---------- TASK INPUT ----------

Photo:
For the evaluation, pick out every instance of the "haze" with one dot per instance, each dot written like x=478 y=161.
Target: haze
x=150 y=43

----------
---------- TASK INPUT ----------

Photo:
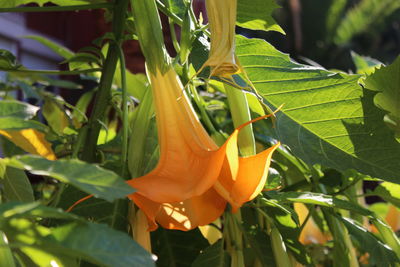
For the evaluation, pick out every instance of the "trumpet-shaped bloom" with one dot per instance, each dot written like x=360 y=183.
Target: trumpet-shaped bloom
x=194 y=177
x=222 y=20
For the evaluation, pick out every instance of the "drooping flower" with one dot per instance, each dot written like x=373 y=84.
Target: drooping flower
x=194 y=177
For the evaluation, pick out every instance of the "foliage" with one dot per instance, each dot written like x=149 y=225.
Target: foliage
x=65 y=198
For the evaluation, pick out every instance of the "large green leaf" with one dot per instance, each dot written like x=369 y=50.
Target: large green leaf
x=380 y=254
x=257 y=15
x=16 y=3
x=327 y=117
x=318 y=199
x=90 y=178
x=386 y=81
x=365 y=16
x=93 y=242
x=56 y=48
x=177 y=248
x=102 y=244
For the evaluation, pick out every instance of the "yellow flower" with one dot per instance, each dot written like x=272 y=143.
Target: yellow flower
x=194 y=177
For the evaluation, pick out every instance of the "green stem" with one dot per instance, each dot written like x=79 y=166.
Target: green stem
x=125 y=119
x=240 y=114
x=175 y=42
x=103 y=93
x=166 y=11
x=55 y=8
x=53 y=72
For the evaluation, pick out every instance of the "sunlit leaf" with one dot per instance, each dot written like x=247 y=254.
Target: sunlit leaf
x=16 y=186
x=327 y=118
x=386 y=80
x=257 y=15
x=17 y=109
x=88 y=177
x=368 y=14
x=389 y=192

----------
---------- TASK INPUT ----------

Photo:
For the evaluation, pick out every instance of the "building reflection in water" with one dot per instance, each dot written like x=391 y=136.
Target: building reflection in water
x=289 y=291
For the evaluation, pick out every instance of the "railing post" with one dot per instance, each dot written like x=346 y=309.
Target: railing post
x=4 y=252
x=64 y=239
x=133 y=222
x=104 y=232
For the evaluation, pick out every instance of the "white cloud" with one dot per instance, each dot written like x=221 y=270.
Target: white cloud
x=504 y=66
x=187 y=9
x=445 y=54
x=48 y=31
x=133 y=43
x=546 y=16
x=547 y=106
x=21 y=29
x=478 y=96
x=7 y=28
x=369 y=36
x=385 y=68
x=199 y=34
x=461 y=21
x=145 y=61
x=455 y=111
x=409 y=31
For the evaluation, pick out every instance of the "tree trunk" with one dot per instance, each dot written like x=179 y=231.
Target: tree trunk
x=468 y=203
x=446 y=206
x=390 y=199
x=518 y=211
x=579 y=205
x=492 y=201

----------

=== PROBLEM DETAILS ===
Copy out, unchanged, the part of the entries that opens with the line containing "like x=369 y=50." and closes with the line containing "x=102 y=244", including both of those lines.

=== RESPONSE TO THE TASK ===
For the evaluation, pick out every instance of the "large green leaf" with one dot per instance, each dot written like x=369 y=50.
Target: large green leaf
x=380 y=254
x=257 y=15
x=16 y=3
x=327 y=117
x=318 y=199
x=90 y=178
x=386 y=81
x=365 y=16
x=93 y=242
x=56 y=48
x=177 y=248
x=102 y=244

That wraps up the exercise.